Exercise prompt >> From the records, return each line that has the word "wall" in it.

(Region pointing data)
------------
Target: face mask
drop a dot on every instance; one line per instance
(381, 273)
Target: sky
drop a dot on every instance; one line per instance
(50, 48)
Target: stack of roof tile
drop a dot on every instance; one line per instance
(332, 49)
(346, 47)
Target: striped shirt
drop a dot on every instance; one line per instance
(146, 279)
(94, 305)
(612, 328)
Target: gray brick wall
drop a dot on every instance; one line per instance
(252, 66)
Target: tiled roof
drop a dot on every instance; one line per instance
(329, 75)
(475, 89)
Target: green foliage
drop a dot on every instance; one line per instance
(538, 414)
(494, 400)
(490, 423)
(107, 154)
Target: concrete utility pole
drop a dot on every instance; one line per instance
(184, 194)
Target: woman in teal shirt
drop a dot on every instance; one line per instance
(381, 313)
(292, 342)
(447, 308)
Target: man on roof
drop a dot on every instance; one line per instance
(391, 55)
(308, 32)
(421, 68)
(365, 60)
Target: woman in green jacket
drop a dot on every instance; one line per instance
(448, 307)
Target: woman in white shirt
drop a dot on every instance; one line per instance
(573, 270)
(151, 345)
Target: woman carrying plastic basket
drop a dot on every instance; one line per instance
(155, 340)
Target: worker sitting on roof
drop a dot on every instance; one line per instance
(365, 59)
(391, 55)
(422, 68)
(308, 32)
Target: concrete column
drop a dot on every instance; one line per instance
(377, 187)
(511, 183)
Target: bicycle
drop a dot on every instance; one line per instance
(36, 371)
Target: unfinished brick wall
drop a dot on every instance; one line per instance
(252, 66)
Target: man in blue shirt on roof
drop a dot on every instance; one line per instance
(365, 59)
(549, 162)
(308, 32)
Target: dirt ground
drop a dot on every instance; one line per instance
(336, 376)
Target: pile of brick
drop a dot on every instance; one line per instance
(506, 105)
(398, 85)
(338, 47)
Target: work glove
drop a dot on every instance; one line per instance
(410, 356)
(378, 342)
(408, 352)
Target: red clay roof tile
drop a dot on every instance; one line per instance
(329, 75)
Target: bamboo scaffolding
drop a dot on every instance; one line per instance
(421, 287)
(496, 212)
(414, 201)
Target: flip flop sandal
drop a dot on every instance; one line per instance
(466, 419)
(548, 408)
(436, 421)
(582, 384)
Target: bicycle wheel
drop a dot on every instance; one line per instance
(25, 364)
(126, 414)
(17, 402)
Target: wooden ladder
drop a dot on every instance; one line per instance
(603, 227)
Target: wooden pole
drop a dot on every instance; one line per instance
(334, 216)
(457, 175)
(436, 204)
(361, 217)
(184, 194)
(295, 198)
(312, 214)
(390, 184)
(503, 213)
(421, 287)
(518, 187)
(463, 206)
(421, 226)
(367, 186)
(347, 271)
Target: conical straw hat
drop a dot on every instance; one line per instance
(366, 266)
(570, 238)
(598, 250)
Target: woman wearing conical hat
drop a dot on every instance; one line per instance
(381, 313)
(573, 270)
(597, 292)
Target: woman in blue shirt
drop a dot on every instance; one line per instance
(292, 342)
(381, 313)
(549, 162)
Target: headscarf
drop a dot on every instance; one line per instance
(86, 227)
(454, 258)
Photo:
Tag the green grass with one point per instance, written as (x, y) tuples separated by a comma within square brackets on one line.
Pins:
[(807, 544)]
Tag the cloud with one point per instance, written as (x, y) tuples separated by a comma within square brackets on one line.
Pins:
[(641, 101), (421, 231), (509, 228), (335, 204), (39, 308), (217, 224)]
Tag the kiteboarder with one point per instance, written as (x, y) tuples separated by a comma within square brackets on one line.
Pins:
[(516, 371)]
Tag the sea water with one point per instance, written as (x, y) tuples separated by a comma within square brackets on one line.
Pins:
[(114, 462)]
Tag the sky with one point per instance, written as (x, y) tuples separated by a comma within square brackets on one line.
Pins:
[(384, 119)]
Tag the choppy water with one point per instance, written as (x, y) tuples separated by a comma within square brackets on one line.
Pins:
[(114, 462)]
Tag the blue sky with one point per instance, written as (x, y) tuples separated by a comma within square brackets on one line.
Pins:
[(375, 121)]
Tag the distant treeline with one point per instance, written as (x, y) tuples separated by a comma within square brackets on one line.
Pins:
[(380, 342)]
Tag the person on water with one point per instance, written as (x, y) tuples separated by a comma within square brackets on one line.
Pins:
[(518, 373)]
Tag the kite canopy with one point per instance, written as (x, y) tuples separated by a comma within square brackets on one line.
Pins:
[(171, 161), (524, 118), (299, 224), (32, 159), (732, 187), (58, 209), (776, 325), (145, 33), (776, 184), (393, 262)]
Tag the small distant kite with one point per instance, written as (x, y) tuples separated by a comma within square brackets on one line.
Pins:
------------
Answer area >>
Target: gray brick wall
Target: unfinished brick wall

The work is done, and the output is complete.